Work to do: Present the lines below as a numbered list, omitting any blank lines.

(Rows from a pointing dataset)
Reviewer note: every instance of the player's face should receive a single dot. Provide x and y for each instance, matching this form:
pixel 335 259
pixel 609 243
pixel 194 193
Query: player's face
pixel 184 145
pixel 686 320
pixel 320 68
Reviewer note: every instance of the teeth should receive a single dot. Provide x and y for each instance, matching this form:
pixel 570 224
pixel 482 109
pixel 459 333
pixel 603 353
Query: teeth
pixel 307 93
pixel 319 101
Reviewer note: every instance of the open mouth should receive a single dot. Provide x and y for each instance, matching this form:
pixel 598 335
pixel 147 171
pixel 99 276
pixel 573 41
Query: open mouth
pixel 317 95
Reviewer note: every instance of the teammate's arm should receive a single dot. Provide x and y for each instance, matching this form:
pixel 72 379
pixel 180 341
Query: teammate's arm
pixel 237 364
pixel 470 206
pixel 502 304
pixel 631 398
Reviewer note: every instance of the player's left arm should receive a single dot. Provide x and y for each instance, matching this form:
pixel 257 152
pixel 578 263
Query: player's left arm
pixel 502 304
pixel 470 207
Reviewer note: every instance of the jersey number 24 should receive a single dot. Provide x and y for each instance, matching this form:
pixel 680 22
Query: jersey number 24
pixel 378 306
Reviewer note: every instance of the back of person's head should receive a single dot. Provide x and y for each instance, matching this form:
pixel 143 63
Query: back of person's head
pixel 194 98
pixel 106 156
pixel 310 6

Task result:
1. Reviewer note: every instance of the player's face should receive a single dot. Provide x and y for each instance, matching this form:
2. pixel 335 259
3. pixel 609 243
4. pixel 194 193
5. Query: player's face
6. pixel 184 145
7. pixel 686 320
8. pixel 320 68
9. Reviewer note: every instance of the teeth should receive a single dot. Provide x and y for each instance, matching this form:
10. pixel 570 224
11. pixel 482 109
12. pixel 459 333
13. pixel 603 353
14. Query: teeth
15. pixel 307 93
16. pixel 319 101
17. Reviewer note: every instance of the open mouth should receive a single dot. Provide x and y for each instance, matching this form:
18. pixel 598 335
19. pixel 147 171
20. pixel 99 276
21. pixel 573 41
22. Query: open mouth
23. pixel 317 95
24. Reviewer note: every instance of the teammate's arm should receive a single dot. Provide x and y for each instance, matching this form:
25. pixel 72 379
26. pixel 180 341
27. Query: teammate's arm
28. pixel 237 364
29. pixel 470 206
30. pixel 502 304
31. pixel 631 398
32. Reviewer note: every instance of the player's left arm should receive a single dot. Provide x and y for each instance, matching this form:
33. pixel 257 152
34. pixel 578 263
35. Query: player's left arm
36. pixel 502 304
37. pixel 470 207
38. Reviewer note: every instance of the jersey number 24 should receive a single dot. Provide x and y for each instance, matching this form:
39. pixel 680 22
40. Query: jersey number 24
41. pixel 378 306
42. Reviewer note: every instance of the back of person's head should receive a single dot. Provide x and y for each instance, matching this form:
43. pixel 143 63
44. Query: back of person's head
45. pixel 194 98
46. pixel 106 156
47. pixel 310 6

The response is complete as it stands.